Directions for this task
Print verbatim the lines of the entries from the one containing "Where can the submerged" to the last, inclusive, and no others.

Dataset records about object locations:
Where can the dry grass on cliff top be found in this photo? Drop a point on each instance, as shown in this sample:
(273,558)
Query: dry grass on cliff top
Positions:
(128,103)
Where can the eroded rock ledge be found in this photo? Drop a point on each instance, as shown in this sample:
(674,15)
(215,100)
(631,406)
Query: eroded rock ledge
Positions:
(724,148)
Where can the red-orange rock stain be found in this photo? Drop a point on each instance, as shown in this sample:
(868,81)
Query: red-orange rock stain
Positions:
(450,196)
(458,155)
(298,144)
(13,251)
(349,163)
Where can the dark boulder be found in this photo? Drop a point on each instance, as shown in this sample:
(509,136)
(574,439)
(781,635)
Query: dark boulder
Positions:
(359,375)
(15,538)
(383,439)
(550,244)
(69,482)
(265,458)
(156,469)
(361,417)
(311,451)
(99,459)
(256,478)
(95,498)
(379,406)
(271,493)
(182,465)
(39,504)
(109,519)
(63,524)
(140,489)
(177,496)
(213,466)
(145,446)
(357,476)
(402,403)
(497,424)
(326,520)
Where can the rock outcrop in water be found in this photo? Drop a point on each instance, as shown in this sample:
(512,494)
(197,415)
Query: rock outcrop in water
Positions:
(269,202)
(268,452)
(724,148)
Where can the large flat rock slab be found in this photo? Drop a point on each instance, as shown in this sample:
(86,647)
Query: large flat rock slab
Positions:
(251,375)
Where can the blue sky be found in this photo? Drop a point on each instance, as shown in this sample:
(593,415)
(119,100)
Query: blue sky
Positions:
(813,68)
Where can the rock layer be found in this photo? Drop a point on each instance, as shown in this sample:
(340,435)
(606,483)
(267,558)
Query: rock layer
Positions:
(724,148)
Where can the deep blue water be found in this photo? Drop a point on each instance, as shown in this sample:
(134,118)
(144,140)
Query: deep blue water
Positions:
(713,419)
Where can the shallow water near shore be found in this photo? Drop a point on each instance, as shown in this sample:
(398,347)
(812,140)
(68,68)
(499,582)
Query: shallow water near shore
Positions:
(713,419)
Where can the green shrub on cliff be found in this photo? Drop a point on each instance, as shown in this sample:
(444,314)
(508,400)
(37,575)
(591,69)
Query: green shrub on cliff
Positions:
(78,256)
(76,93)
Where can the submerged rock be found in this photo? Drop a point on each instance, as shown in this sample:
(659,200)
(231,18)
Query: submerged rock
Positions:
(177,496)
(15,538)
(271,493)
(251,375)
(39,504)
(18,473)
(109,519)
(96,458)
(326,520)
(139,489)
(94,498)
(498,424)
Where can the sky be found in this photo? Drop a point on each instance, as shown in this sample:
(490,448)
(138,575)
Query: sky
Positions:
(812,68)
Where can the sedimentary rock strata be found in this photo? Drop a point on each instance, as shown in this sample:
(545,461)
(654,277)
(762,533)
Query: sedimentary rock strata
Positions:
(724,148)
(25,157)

Task solution
Where can the submerged rock be found in this photo? Drop a point on each instance, as shown in this sample:
(659,200)
(231,18)
Query: submerged rock
Positions:
(177,496)
(15,538)
(271,493)
(251,375)
(39,504)
(18,473)
(109,519)
(96,458)
(326,520)
(139,489)
(94,498)
(498,424)
Where can the sky be found in this photo? Drop a point on each instance, as shown in this sample:
(490,448)
(138,575)
Query: sky
Positions:
(812,68)
Where can the sedimentary rock strata be found in this photo? Drop a point on each instance, as shown in this sample:
(545,461)
(654,277)
(762,533)
Query: sedimentary rock strata
Positions:
(724,148)
(25,157)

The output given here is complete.